== Exercise ==
Rewrite each of the records below, replacing "snow-capped mountain" with "snowy peak" and keeping everything else the same. Omit the pictures from your output.

═════ Records shown ═════

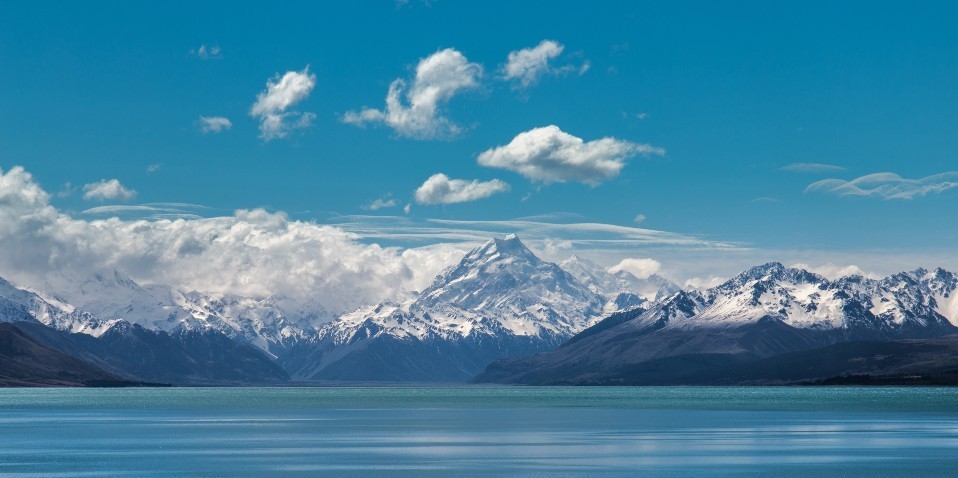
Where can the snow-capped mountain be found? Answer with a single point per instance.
(94, 303)
(801, 299)
(499, 293)
(766, 311)
(621, 289)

═════

== Solution for this task ==
Where can the snowy peak be found? Answer with a single point per instance.
(94, 303)
(801, 299)
(499, 293)
(766, 311)
(621, 289)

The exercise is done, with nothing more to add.